--- DATASET EXTRACT ---
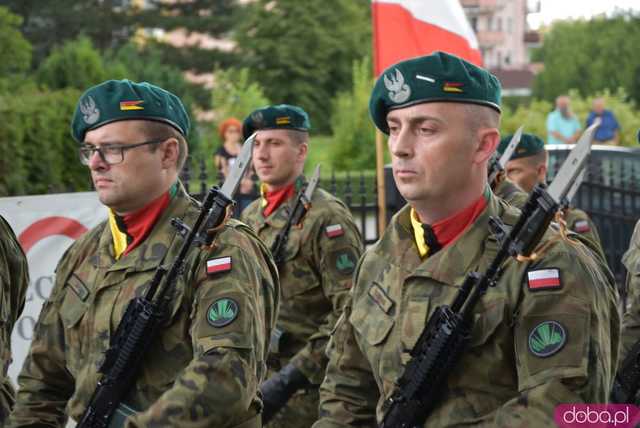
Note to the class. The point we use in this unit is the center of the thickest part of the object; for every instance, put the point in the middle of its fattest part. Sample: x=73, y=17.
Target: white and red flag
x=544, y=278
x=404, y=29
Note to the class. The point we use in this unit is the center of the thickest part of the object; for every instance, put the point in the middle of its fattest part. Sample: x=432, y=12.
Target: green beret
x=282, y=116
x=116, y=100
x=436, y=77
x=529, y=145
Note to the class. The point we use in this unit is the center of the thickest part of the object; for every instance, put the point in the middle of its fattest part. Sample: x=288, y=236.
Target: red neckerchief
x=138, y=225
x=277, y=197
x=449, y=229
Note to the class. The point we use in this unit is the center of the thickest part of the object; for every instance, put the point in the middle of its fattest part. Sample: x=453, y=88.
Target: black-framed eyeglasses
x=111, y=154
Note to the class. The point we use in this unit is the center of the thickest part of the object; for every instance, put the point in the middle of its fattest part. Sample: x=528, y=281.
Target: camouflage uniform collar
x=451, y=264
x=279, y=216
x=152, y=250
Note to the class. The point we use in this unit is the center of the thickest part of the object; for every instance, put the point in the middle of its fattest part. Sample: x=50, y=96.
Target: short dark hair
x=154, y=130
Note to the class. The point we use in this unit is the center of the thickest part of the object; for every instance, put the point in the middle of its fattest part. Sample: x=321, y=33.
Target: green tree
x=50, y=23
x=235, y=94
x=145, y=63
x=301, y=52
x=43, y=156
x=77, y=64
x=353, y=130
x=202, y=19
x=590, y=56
---
WORK TO COMPLETE | Copy the records above word for word, from their start through the line that contains "x=449, y=229", inclusive. Leave out the pictures.

WRITTEN SOLUTION |
Note to the class. The point we use in this unit is the center of the thickest part of the object; for every instance, put the point in the middle of its fattest part. Sample: x=73, y=17.
Target: white and red flag
x=544, y=278
x=404, y=29
Note to the class. The point we use in this unit is the center of the thickest part of the object; for every instance, put the point in the middle of its fattest part. Sample: x=432, y=12.
Target: green beret
x=282, y=116
x=116, y=100
x=436, y=77
x=529, y=145
Note to the class. The point we use in this unit is the center of the thickest part of the object; for every instance, put the point in the middle of its fattest part. Sample: x=288, y=236.
Target: red neckerchief
x=138, y=225
x=277, y=197
x=449, y=229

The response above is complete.